Task goal: Across all the records, filter for lines with the word "roof" and copy them.
==============================
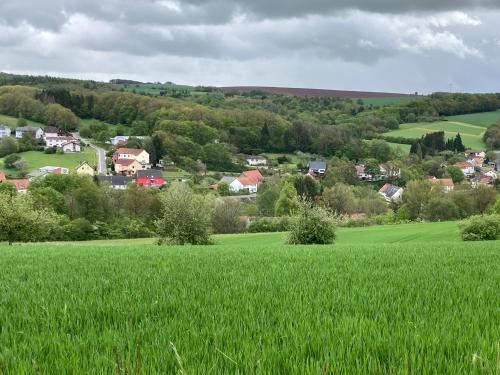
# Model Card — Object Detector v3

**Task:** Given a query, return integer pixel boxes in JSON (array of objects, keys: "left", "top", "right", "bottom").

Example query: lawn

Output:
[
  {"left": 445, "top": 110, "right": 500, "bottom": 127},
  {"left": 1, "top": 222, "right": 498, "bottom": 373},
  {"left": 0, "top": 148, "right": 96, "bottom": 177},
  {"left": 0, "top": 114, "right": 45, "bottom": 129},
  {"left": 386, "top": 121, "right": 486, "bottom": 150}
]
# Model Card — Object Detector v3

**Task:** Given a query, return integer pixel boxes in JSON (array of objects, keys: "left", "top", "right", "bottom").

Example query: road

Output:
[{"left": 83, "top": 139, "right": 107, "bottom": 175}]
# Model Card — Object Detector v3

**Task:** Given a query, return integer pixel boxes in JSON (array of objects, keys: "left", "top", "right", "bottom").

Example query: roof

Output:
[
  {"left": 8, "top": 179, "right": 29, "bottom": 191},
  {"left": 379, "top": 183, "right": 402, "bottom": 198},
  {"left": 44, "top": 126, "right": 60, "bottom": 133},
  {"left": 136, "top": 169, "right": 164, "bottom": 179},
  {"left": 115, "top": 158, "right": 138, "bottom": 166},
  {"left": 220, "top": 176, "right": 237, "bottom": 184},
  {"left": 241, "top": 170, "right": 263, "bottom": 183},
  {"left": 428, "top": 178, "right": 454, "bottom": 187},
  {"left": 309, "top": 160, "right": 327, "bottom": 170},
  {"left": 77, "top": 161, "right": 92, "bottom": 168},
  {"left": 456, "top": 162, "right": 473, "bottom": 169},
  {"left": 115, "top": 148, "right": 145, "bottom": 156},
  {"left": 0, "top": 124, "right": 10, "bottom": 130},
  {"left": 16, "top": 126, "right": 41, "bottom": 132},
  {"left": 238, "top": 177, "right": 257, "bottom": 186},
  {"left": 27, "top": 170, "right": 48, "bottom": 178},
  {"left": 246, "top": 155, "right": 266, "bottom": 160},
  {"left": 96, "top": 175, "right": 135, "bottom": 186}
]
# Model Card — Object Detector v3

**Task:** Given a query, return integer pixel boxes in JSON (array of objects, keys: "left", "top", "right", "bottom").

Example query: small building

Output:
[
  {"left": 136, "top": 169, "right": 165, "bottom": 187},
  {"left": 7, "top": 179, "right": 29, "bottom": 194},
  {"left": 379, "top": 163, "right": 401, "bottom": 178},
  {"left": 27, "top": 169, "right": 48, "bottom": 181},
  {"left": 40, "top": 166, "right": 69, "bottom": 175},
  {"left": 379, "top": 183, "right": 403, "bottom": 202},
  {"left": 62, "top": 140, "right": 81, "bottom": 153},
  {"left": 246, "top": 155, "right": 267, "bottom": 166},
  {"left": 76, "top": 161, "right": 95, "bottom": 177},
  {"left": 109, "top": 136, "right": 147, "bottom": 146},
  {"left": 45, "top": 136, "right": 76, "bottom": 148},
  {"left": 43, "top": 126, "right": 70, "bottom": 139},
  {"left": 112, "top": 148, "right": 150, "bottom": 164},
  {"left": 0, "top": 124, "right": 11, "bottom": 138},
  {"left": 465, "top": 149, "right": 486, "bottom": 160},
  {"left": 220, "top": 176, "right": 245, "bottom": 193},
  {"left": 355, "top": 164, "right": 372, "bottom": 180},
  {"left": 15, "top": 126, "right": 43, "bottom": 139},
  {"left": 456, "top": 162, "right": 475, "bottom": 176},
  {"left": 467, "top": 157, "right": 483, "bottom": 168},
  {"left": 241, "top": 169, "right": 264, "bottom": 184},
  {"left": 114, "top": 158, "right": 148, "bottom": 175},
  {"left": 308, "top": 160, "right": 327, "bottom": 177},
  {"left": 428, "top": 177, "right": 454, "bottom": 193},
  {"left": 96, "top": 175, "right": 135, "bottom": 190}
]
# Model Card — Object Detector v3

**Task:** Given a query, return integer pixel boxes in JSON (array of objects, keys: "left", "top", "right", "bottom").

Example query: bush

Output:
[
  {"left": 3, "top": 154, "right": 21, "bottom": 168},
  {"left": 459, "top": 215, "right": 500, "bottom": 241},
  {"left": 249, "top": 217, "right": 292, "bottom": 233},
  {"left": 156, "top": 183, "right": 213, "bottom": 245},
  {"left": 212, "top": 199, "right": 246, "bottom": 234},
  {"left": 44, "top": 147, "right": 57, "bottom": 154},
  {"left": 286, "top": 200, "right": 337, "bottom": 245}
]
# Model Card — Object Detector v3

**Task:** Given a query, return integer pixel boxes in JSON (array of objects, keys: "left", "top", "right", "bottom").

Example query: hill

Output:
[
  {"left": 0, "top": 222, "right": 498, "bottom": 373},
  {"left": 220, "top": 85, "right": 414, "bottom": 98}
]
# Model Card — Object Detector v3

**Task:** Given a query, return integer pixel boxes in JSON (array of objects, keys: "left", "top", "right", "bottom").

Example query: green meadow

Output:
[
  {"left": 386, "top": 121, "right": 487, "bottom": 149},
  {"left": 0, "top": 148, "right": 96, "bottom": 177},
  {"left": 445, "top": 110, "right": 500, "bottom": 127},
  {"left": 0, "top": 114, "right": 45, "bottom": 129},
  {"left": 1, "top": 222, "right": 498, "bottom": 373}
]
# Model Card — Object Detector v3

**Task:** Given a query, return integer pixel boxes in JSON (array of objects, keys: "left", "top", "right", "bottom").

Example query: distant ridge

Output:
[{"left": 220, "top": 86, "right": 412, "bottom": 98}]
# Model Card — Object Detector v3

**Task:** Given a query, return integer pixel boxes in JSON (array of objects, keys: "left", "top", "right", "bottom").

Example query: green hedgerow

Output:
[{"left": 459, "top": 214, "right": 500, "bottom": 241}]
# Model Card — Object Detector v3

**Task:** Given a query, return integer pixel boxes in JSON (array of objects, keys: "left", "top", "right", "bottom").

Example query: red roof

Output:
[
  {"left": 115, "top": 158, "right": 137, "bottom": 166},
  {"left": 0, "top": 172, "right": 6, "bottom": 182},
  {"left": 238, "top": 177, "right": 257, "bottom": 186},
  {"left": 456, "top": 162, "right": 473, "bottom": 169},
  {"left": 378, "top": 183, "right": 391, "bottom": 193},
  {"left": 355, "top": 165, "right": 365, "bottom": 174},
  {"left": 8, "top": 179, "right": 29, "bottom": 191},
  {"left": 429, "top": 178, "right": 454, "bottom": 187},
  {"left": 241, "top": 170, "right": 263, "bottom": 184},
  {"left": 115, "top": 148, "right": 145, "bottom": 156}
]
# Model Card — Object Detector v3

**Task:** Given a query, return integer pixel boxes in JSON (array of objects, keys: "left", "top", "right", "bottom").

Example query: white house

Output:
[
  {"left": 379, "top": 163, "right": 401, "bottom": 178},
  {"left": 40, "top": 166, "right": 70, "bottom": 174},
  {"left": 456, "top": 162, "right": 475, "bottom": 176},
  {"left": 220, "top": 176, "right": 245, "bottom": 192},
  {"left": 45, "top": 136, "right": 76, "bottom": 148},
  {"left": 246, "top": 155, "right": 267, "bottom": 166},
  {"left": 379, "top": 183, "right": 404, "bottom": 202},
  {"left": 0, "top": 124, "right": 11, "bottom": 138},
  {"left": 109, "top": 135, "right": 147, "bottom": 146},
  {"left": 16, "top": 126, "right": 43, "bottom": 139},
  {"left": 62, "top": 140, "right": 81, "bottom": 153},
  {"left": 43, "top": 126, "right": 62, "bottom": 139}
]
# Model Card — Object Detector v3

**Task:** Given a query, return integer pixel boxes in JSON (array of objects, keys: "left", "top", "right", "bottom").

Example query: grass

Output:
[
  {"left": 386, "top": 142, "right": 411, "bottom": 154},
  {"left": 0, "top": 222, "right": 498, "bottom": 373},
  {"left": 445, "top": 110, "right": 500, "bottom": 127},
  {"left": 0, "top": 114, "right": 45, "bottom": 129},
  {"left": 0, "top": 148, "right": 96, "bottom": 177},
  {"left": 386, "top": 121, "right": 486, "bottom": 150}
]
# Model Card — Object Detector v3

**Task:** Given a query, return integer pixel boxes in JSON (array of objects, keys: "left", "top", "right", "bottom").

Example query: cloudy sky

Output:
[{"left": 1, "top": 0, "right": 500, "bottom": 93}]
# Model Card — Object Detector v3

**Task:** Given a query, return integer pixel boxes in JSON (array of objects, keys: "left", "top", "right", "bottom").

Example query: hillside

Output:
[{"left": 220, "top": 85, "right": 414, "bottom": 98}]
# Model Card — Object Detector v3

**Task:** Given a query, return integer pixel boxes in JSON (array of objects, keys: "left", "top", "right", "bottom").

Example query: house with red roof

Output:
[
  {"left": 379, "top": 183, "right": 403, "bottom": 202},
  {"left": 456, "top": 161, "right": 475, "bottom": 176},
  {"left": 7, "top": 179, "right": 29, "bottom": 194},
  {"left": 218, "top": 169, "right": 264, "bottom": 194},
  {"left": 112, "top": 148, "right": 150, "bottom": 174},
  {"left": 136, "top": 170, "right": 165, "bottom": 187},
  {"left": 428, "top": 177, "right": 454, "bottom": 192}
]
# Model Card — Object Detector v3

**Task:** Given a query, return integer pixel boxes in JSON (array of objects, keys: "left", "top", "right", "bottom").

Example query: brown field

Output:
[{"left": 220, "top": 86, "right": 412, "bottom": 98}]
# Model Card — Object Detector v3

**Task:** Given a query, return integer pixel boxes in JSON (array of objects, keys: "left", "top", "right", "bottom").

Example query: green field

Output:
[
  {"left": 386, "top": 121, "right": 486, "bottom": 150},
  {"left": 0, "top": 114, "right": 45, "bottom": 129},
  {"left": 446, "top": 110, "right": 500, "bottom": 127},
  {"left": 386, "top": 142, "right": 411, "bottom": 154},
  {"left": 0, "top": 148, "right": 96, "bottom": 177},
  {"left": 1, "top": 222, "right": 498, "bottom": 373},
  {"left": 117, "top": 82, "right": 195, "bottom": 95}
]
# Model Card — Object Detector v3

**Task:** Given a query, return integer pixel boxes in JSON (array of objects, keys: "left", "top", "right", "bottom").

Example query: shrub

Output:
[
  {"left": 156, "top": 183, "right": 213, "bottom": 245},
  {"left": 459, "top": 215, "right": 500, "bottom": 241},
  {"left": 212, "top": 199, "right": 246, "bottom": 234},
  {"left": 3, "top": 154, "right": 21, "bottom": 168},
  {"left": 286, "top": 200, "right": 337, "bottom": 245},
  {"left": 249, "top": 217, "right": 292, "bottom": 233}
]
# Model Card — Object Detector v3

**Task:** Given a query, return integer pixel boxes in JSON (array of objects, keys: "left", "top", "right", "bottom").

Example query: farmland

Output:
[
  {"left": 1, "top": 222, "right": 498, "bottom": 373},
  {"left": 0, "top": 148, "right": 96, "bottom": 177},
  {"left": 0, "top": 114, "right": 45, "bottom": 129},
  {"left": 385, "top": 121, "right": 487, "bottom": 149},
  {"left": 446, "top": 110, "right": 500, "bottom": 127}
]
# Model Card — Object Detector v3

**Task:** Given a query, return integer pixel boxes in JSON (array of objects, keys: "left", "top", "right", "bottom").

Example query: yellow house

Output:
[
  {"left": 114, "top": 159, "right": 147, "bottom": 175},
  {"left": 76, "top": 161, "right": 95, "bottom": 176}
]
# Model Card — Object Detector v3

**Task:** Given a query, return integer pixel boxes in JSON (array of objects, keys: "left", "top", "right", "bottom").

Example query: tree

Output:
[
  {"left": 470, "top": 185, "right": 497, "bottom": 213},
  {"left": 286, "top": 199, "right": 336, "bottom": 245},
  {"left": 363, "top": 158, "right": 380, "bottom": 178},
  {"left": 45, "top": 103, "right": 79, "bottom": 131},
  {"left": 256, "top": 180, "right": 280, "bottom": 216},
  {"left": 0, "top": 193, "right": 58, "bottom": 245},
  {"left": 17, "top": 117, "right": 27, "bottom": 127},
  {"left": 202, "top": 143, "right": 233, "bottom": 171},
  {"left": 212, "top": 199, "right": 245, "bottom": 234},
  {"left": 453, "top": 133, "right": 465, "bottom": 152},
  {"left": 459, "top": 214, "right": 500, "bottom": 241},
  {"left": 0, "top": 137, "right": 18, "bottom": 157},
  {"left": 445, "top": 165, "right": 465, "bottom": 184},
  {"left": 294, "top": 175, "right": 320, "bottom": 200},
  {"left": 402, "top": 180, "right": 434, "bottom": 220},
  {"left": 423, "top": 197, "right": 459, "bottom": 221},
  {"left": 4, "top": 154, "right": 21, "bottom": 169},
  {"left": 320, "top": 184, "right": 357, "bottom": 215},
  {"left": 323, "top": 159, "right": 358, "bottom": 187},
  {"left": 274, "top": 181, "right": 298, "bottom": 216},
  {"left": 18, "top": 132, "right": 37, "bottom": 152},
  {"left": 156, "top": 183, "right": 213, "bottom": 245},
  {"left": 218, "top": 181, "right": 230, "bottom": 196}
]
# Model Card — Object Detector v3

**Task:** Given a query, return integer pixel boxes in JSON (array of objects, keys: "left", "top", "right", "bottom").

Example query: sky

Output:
==============================
Task response:
Example query: roof
Example query: red roof
Example query: house with red roof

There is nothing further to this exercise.